In case you’ve forgotten, the last time we saw the Doctor (Jodie Whittaker), she’d just had her entire existence upended by the revelation that her origins were not what she thought: far from a garden variety Time Lord, she was in fact a much older being whose natural power of regeneration the ancient Gallifreyans had harvested. The Doctor had lived many lives prior to what she, and we, had previously considered their “first” incarnation – how many is unclear, with these memories erased by The Division (a kind of Time Lord secret police)  – and she wasn’t from Gallifrey at all, with her true birthplace now once again a mystery.

Before she (or, again, us as the audience) even really had time for all this to sink in, the Doctor was captured by a squad of Judoon and locked away in space prison – locked away, as she notes in Revolution of the Daleks, for “being me” just when her sense of identity had been given a thorough going over. Oh, the irony.

*Goal of the exercise:*
List every capitalized name in the passage about the Doctor's origins that refers to a person, a group or a place, leaving out the episode title Revolution of the Daleks.

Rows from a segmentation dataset
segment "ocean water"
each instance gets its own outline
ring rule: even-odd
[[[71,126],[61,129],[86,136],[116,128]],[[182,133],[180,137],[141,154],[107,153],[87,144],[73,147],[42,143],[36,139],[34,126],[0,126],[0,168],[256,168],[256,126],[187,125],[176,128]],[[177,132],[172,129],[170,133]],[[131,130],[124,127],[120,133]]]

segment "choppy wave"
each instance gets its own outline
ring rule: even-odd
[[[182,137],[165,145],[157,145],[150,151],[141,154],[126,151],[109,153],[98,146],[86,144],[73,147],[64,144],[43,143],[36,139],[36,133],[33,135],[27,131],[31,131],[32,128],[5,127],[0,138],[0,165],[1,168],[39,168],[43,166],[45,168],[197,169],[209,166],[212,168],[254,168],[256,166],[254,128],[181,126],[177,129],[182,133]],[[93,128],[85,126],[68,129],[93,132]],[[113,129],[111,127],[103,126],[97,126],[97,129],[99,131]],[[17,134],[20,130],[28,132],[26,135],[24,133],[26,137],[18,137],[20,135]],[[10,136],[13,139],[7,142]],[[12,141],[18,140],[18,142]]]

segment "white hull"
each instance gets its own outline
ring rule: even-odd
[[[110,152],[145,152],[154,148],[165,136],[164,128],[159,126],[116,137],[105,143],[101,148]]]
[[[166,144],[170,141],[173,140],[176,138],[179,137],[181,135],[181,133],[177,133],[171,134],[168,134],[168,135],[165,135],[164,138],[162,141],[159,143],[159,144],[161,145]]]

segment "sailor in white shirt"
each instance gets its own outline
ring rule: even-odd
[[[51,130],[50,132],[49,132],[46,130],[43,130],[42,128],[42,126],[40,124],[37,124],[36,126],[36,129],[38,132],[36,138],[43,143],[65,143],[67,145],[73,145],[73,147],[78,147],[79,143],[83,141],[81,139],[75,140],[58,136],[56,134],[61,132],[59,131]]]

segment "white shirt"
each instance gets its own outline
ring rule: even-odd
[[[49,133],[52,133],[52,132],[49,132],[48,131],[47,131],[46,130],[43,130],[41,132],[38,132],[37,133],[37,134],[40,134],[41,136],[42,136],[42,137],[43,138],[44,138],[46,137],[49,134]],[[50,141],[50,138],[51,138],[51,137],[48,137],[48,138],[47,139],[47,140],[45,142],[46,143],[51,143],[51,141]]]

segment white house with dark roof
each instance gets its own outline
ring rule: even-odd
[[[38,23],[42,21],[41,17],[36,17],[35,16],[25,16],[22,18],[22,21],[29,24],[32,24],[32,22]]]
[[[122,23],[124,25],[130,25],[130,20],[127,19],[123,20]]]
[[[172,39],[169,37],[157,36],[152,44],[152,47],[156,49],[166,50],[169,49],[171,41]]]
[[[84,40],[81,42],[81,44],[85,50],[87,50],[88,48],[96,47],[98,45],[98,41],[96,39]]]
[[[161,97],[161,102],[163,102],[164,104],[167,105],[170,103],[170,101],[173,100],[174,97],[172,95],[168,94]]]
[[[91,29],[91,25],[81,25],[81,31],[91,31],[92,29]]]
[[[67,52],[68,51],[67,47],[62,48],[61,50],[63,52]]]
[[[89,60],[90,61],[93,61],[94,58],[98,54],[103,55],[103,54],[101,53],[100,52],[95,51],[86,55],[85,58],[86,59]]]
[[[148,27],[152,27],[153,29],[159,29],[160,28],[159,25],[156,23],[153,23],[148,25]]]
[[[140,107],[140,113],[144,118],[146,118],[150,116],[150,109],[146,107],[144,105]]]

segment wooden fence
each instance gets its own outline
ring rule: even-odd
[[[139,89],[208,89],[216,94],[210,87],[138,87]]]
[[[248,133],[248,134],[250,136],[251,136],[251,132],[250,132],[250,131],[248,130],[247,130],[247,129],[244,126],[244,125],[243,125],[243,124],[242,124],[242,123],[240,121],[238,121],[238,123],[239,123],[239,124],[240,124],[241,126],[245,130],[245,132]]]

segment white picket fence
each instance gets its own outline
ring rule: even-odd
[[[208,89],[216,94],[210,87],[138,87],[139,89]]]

*Final result:*
- the Doctor
- Jodie Whittaker
- Time Lord
- Gallifreyans
- The Division
- Gallifrey
- Judoon